1) Hot on the heels of yesterday's OPEC report, the IEA has released its respective monthly report today. In similar fashion to OPEC, the Paris-based agency has highlighted how OECD inventories have increased. After six consecutive months of dropping, stockpiles have rebounded by 48 million barrels in January, to back above 3 billion (beeelion) barrels.

As we pointed out yesterday, the goal of the OPEC production cut is to reduce OECD inventories back in line with the five-year average. As the two charts below illustrate, stockpiles of both oil and products have a fair old distance to travel before they normalize.

(Click to enlarge)

2) Our ClipperData show that U.S. crude imports from Saudi Arabia averaged 1.06mn bpd in 2015, and 1.1mn bpd last year. After averaging 1.28mn bpd for the first two months of the year - as a large wave of Saudi crude exported at the end of last year made its way to U.S. shores - volumes have dropped considerably so far this month (hark, below).

The OPEC kingpin has chosen to keep its export loadings strong into East Asia in the first couple of months, to the detriment of the U.S. That said, as Saudi loadings drop off towards East Asia in March, we are seeing a corresponding uptick in crude on the water bound for Uncle Sam.
◇ ◇ ◇ ◇
• WHAT TO WORK ON
Answer these questions from the oil market passage:
(a) By how much did OECD inventories rebound in January?
(b) What is the goal of the OPEC production cut?
(c) What did U.S. crude imports from Saudi Arabia average in 2015?

• ROWS
◇ ◇ ◇ ◇
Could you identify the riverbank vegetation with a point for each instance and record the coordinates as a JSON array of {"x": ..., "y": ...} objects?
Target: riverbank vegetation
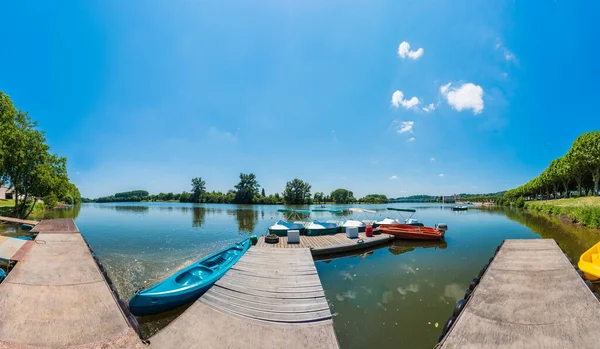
[
  {"x": 564, "y": 186},
  {"x": 26, "y": 164},
  {"x": 247, "y": 191}
]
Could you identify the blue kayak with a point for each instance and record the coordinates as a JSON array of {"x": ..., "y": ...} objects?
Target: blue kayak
[{"x": 188, "y": 284}]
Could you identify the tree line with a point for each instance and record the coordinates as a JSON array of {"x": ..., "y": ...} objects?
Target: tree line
[
  {"x": 575, "y": 173},
  {"x": 247, "y": 191},
  {"x": 26, "y": 164}
]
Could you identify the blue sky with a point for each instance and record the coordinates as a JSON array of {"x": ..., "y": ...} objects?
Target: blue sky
[{"x": 148, "y": 94}]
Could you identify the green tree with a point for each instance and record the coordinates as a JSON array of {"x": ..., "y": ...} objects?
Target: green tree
[
  {"x": 198, "y": 189},
  {"x": 296, "y": 192},
  {"x": 375, "y": 199},
  {"x": 26, "y": 163},
  {"x": 185, "y": 197},
  {"x": 246, "y": 189},
  {"x": 342, "y": 196},
  {"x": 319, "y": 197},
  {"x": 586, "y": 150}
]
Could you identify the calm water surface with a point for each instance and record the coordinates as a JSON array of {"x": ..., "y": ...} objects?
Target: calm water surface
[{"x": 399, "y": 295}]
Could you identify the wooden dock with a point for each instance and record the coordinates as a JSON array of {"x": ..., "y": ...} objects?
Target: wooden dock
[
  {"x": 271, "y": 298},
  {"x": 57, "y": 297},
  {"x": 529, "y": 297},
  {"x": 330, "y": 244},
  {"x": 17, "y": 221}
]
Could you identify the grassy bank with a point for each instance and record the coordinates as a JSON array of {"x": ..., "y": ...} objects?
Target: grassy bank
[
  {"x": 584, "y": 210},
  {"x": 7, "y": 206}
]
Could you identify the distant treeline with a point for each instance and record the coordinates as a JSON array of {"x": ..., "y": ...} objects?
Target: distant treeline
[
  {"x": 575, "y": 173},
  {"x": 247, "y": 191}
]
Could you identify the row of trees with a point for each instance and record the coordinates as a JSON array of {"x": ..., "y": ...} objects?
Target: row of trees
[
  {"x": 128, "y": 196},
  {"x": 577, "y": 171},
  {"x": 247, "y": 191},
  {"x": 27, "y": 165}
]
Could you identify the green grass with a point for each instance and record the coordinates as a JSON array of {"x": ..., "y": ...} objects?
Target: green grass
[
  {"x": 6, "y": 209},
  {"x": 7, "y": 203},
  {"x": 584, "y": 210}
]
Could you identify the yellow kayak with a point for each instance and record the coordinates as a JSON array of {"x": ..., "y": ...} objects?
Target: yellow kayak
[{"x": 589, "y": 263}]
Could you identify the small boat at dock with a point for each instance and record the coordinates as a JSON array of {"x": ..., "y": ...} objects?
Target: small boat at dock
[
  {"x": 589, "y": 263},
  {"x": 322, "y": 228},
  {"x": 460, "y": 208},
  {"x": 188, "y": 284},
  {"x": 412, "y": 232}
]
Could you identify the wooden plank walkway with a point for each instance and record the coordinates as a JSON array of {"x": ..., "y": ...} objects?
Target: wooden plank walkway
[
  {"x": 56, "y": 226},
  {"x": 17, "y": 221},
  {"x": 271, "y": 298},
  {"x": 57, "y": 297},
  {"x": 529, "y": 297},
  {"x": 330, "y": 244},
  {"x": 14, "y": 249}
]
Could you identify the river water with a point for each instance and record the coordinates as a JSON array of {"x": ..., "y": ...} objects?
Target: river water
[{"x": 396, "y": 296}]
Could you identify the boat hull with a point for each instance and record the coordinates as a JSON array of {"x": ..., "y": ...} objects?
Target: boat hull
[
  {"x": 326, "y": 231},
  {"x": 589, "y": 263},
  {"x": 188, "y": 284},
  {"x": 411, "y": 232}
]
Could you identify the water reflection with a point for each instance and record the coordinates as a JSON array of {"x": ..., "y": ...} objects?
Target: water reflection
[
  {"x": 573, "y": 239},
  {"x": 198, "y": 216},
  {"x": 402, "y": 246},
  {"x": 131, "y": 209},
  {"x": 399, "y": 290},
  {"x": 246, "y": 219}
]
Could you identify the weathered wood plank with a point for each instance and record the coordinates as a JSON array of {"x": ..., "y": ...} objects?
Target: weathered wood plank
[
  {"x": 302, "y": 317},
  {"x": 271, "y": 298},
  {"x": 17, "y": 220},
  {"x": 56, "y": 226},
  {"x": 14, "y": 249},
  {"x": 58, "y": 298},
  {"x": 267, "y": 300},
  {"x": 529, "y": 297},
  {"x": 288, "y": 307}
]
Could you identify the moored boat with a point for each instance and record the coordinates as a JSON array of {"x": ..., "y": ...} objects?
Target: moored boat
[
  {"x": 187, "y": 284},
  {"x": 412, "y": 232},
  {"x": 589, "y": 263},
  {"x": 460, "y": 208},
  {"x": 322, "y": 228},
  {"x": 386, "y": 221}
]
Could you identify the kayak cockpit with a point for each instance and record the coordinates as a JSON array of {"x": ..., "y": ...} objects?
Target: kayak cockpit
[{"x": 193, "y": 275}]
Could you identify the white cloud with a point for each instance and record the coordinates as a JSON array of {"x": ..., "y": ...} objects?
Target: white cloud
[
  {"x": 404, "y": 51},
  {"x": 398, "y": 100},
  {"x": 467, "y": 96},
  {"x": 406, "y": 126},
  {"x": 508, "y": 55},
  {"x": 430, "y": 107},
  {"x": 445, "y": 88}
]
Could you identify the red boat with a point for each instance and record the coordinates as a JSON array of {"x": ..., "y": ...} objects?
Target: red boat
[{"x": 412, "y": 232}]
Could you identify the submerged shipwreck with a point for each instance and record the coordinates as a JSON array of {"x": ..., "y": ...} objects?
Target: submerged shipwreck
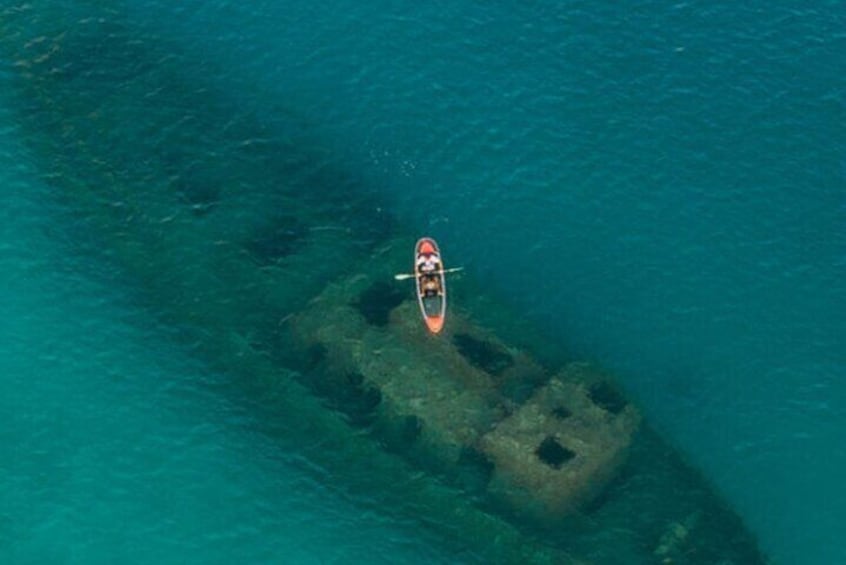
[{"x": 276, "y": 265}]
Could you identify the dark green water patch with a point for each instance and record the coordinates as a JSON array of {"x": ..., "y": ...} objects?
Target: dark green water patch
[
  {"x": 561, "y": 413},
  {"x": 482, "y": 354},
  {"x": 276, "y": 240},
  {"x": 553, "y": 453},
  {"x": 376, "y": 303},
  {"x": 607, "y": 397}
]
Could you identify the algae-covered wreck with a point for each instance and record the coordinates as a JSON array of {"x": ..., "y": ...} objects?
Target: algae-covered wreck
[{"x": 249, "y": 235}]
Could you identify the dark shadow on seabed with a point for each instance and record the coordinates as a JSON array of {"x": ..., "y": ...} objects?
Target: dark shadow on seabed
[{"x": 231, "y": 224}]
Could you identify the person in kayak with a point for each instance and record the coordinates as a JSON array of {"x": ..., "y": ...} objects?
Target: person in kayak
[
  {"x": 431, "y": 285},
  {"x": 428, "y": 263}
]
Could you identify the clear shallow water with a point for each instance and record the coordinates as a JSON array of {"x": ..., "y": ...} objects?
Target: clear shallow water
[
  {"x": 666, "y": 184},
  {"x": 117, "y": 446}
]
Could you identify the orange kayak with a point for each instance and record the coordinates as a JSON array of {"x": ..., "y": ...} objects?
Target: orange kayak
[{"x": 431, "y": 283}]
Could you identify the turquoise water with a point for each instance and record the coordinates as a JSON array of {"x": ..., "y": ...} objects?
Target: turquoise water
[{"x": 663, "y": 185}]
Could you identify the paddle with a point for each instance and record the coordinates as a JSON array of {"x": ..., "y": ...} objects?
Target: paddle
[{"x": 404, "y": 276}]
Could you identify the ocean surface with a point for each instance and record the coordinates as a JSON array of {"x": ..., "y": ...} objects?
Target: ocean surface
[{"x": 660, "y": 189}]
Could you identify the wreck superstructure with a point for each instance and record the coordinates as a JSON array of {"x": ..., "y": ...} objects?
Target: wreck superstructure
[{"x": 246, "y": 234}]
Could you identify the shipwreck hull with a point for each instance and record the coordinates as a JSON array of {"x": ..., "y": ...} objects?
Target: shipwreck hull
[
  {"x": 465, "y": 403},
  {"x": 251, "y": 239}
]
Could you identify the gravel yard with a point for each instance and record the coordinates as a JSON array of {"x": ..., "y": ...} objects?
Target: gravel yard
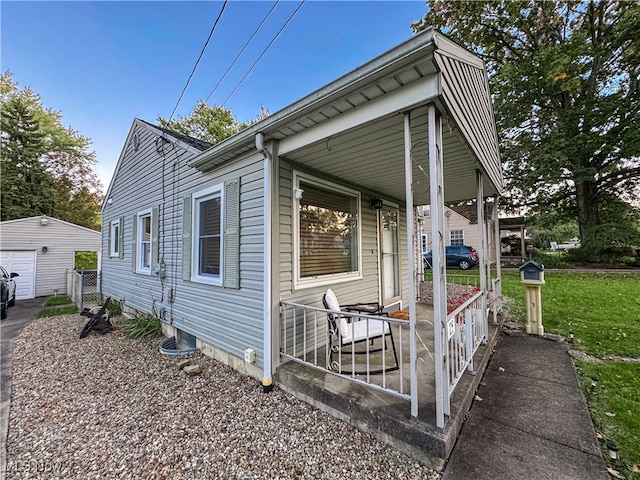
[{"x": 113, "y": 408}]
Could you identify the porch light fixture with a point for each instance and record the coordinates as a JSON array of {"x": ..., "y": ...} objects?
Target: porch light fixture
[{"x": 613, "y": 450}]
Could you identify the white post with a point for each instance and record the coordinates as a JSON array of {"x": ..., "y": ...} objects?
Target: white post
[
  {"x": 482, "y": 252},
  {"x": 408, "y": 172},
  {"x": 436, "y": 187}
]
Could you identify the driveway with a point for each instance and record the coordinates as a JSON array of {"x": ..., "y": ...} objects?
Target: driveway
[{"x": 19, "y": 317}]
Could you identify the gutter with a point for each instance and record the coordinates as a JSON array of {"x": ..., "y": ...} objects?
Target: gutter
[{"x": 267, "y": 380}]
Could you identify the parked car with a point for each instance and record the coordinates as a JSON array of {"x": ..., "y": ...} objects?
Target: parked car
[
  {"x": 457, "y": 256},
  {"x": 8, "y": 278}
]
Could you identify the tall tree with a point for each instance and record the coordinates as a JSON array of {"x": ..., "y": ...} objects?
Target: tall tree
[
  {"x": 565, "y": 77},
  {"x": 46, "y": 167},
  {"x": 211, "y": 124}
]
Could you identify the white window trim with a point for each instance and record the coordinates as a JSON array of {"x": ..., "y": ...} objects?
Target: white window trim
[
  {"x": 299, "y": 283},
  {"x": 114, "y": 238},
  {"x": 139, "y": 234},
  {"x": 211, "y": 192}
]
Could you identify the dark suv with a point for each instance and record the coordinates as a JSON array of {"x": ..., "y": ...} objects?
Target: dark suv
[{"x": 457, "y": 256}]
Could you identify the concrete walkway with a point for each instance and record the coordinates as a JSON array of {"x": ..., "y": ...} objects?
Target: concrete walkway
[
  {"x": 19, "y": 316},
  {"x": 531, "y": 422}
]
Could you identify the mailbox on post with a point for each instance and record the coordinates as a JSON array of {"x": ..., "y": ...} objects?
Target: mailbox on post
[{"x": 532, "y": 275}]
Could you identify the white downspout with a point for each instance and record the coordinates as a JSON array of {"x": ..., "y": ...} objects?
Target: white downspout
[{"x": 267, "y": 380}]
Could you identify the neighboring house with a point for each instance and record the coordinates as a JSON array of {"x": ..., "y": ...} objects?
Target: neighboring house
[
  {"x": 233, "y": 246},
  {"x": 41, "y": 250},
  {"x": 460, "y": 228}
]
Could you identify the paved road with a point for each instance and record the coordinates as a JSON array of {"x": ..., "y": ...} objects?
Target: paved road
[{"x": 19, "y": 317}]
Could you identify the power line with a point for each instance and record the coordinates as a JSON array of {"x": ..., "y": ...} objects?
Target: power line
[
  {"x": 199, "y": 58},
  {"x": 242, "y": 51},
  {"x": 263, "y": 52}
]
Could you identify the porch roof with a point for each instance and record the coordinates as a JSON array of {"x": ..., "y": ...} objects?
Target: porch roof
[{"x": 352, "y": 129}]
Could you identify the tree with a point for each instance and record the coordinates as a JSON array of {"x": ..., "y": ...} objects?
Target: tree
[
  {"x": 46, "y": 167},
  {"x": 565, "y": 82},
  {"x": 211, "y": 124}
]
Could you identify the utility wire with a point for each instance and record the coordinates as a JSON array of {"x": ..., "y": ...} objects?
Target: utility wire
[
  {"x": 242, "y": 51},
  {"x": 263, "y": 52},
  {"x": 199, "y": 58}
]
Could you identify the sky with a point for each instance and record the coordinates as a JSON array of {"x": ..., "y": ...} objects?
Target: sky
[{"x": 102, "y": 64}]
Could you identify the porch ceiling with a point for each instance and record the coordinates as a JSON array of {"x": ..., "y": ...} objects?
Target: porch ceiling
[{"x": 372, "y": 157}]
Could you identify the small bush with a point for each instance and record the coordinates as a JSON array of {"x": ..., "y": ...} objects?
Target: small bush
[
  {"x": 143, "y": 325},
  {"x": 114, "y": 308},
  {"x": 53, "y": 301},
  {"x": 53, "y": 312}
]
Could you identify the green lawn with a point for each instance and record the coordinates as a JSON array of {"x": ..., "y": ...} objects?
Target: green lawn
[{"x": 603, "y": 312}]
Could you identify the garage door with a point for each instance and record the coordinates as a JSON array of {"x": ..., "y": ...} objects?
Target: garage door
[{"x": 24, "y": 264}]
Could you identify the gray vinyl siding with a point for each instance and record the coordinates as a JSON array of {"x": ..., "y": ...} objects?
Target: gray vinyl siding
[
  {"x": 228, "y": 318},
  {"x": 62, "y": 240},
  {"x": 364, "y": 289}
]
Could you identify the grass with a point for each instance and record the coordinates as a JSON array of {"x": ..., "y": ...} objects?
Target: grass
[{"x": 603, "y": 312}]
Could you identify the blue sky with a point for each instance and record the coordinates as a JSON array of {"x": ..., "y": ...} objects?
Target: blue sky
[{"x": 102, "y": 64}]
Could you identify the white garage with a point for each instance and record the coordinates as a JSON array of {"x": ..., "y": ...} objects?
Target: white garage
[
  {"x": 22, "y": 262},
  {"x": 41, "y": 250}
]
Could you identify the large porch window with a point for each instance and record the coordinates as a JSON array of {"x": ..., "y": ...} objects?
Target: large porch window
[{"x": 327, "y": 232}]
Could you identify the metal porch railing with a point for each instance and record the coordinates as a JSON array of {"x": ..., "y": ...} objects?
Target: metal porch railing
[
  {"x": 306, "y": 339},
  {"x": 466, "y": 330}
]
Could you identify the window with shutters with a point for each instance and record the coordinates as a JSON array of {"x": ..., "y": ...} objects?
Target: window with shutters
[
  {"x": 207, "y": 252},
  {"x": 114, "y": 239},
  {"x": 144, "y": 242},
  {"x": 457, "y": 237},
  {"x": 327, "y": 232}
]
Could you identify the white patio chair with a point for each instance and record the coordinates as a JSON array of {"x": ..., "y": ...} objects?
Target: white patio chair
[{"x": 351, "y": 330}]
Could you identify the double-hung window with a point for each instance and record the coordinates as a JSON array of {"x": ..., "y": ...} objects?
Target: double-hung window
[
  {"x": 327, "y": 232},
  {"x": 207, "y": 235},
  {"x": 144, "y": 242},
  {"x": 115, "y": 240}
]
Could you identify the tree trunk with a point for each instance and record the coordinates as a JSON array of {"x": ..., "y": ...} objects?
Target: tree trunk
[{"x": 588, "y": 214}]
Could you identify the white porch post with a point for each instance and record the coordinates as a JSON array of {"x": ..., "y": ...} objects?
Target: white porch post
[
  {"x": 483, "y": 249},
  {"x": 408, "y": 172},
  {"x": 438, "y": 267}
]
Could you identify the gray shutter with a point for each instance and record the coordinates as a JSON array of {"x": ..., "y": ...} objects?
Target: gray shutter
[
  {"x": 186, "y": 238},
  {"x": 155, "y": 239},
  {"x": 134, "y": 242},
  {"x": 231, "y": 274},
  {"x": 121, "y": 240}
]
◇ ◇ ◇ ◇
• EXERCISE SOLUTION
(a) 48 million barrels
(b) To reduce OECD inventories back in line with the five-year average
(c) 1.06mn bpd